▶ [KURZAUFGABE A]:
Schreiben Sie aus dem Quelltext den Abschnitt ab, der mit den Worten „Dahl lässt sein“ beginnt und mit „und Profitgier taumelt.“ endet.
▶ [KURZAUFGABE B]:
Zwischen welchen Dingen taumelt die Welt laut dem letzten Satz des Quelltexts? Nennen Sie alle.
▶ [KURZAUFGABE C]:
Prüfen Sie anhand des Quelltexts, ob die folgenden Aussagen zutreffen: (i) Die Nachbildungen der sieben Weltwunder tauchen in der schwedischen Gegenwart auf. (ii) Kunst wird gefeiert. (iii) Die Mitglieder der Nova Group sind Schachfiguren auf dem Brett des Autors.

▶ [QUELLTEXT]:
★ ★ ★ ★
Die Morde selbst sind mehr als bloße Taten: Sie sind Inszenierungen. Wenn plötzlich Nachbildungen der sieben Weltwunder in der schwedischen Gegenwart auftauchen, getragen von atemberaubender Präzision und morbider Monumentalität, dann spricht aus ihnen eine doppelte Botschaft: die Hybris des Menschen, der sich zum Schöpfer aufschwingt, und die Grausamkeit, die aus dieser Hybris geboren wird. Kunst wird hier nicht gefeiert, sondern pervertiert, zum blutigen Ritual, das Zuschauer anlockt und zugleich verstört.
Dahl lässt sein Ensemble, die Nova Group, nicht bloß ermitteln, er lässt sie existieren. Sie sind keine Schachfiguren auf dem Brett des Autors, sondern polyphone Stimmen, jede von ihnen mit einem eigenen Klang. Besonders Lukas Frisell, der zurückgekehrte Eremit, und Annika „Ankan“ Stolt, deren verzweifelte Suche nach einem verschwundenen Kollegen zur Obsession wird, tragen eine existenzielle Schwere in die Handlung, die über den Kriminalfall hinausweist. Ihre Stimmen sind Spiegel der Zerbrechlichkeit des Menschen im Angesicht einer Welt, die zwischen Drogen, Gewalt und Profitgier taumelt.
★ ★ ★ ★
▶ [VORLIEGENDE ANGABEN]:
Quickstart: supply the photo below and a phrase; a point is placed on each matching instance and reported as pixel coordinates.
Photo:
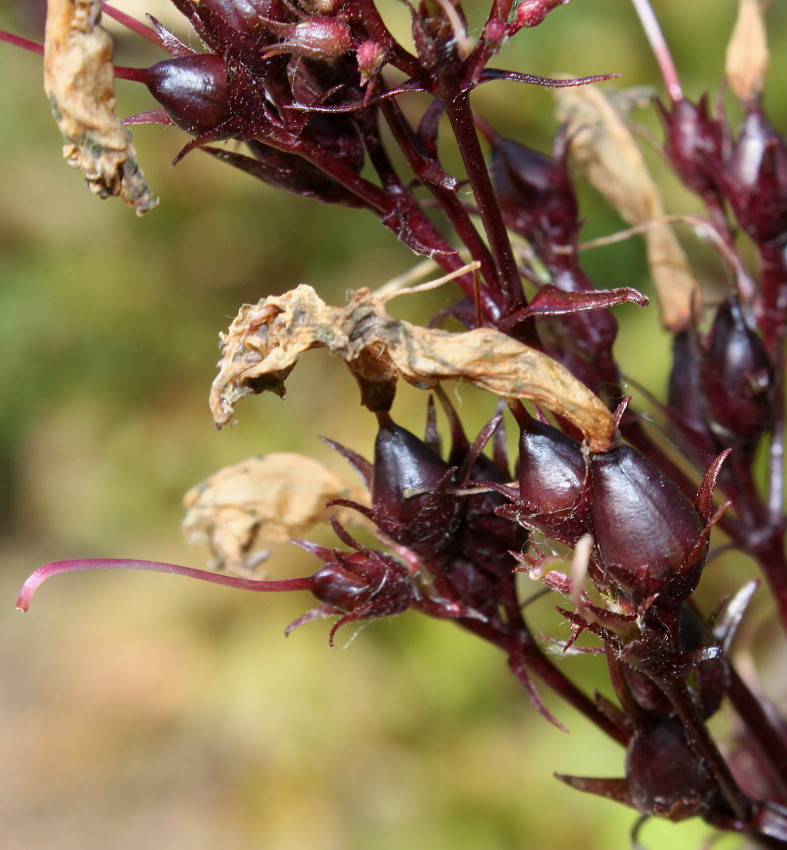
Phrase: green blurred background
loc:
(146, 710)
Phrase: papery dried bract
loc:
(611, 159)
(265, 342)
(747, 52)
(272, 497)
(78, 79)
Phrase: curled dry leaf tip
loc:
(265, 341)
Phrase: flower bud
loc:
(233, 26)
(646, 530)
(684, 401)
(535, 191)
(371, 58)
(736, 378)
(530, 13)
(192, 90)
(694, 144)
(367, 583)
(756, 179)
(323, 39)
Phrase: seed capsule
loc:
(192, 89)
(646, 530)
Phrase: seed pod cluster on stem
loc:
(612, 515)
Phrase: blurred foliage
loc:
(146, 710)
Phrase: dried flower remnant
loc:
(78, 78)
(610, 158)
(266, 340)
(312, 89)
(747, 52)
(273, 497)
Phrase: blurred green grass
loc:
(147, 710)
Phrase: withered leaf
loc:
(747, 52)
(265, 341)
(79, 82)
(271, 497)
(606, 151)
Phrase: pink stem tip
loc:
(48, 570)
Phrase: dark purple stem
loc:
(457, 108)
(446, 198)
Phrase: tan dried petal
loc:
(747, 52)
(610, 158)
(265, 341)
(79, 82)
(271, 497)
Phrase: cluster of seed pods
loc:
(305, 85)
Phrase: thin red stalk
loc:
(134, 25)
(56, 567)
(659, 46)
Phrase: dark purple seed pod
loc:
(646, 530)
(324, 39)
(535, 191)
(737, 379)
(665, 778)
(755, 179)
(192, 89)
(695, 144)
(684, 401)
(234, 25)
(403, 466)
(552, 468)
(364, 581)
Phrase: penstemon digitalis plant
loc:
(594, 505)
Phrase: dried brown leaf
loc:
(265, 341)
(747, 52)
(271, 497)
(79, 82)
(610, 158)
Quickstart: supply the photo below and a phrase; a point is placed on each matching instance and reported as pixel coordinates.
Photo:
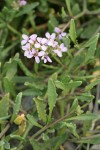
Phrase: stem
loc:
(4, 131)
(50, 125)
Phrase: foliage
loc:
(54, 105)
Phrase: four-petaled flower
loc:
(40, 48)
(60, 33)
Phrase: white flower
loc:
(60, 33)
(45, 56)
(32, 39)
(22, 2)
(60, 49)
(25, 39)
(52, 36)
(37, 45)
(28, 54)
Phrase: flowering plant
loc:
(39, 47)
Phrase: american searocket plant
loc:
(39, 47)
(50, 98)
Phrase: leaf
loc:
(95, 139)
(16, 106)
(52, 95)
(51, 144)
(69, 7)
(92, 48)
(8, 85)
(72, 128)
(17, 137)
(91, 85)
(60, 85)
(73, 84)
(94, 39)
(33, 121)
(72, 31)
(27, 9)
(85, 117)
(85, 97)
(41, 108)
(4, 106)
★ ★ ★ ★
▶ [ANTWORT A]:
Dahl lässt sein Ensemble, die Nova Group, nicht bloß ermitteln, er lässt sie existieren. Sie sind keine Schachfiguren auf dem Brett des Autors, sondern polyphone Stimmen, jede von ihnen mit einem eigenen Klang. Besonders Lukas Frisell, der zurückgekehrte Eremit, und Annika „Ankan“ Stolt, deren verzweifelte Suche nach einem verschwundenen Kollegen zur Obsession wird, tragen eine existenzielle Schwere in die Handlung, die über den Kriminalfall hinausweist. Ihre Stimmen sind Spiegel der Zerbrechlichkeit des Menschen im Angesicht einer Welt, die zwischen Drogen, Gewalt und Profitgier taumelt.

▶ [ANTWORT B]:
Drogen, Gewalt, Profitgier

▶ [ANTWORT C]:
(i) Ja: „Wenn plötzlich Nachbildungen der sieben Weltwunder in der schwedischen Gegenwart auftauchen“
(ii) Nein: „Kunst wird hier nicht gefeiert, sondern pervertiert“
(iii) Nein: „Sie sind keine Schachfiguren auf dem Brett des Autors“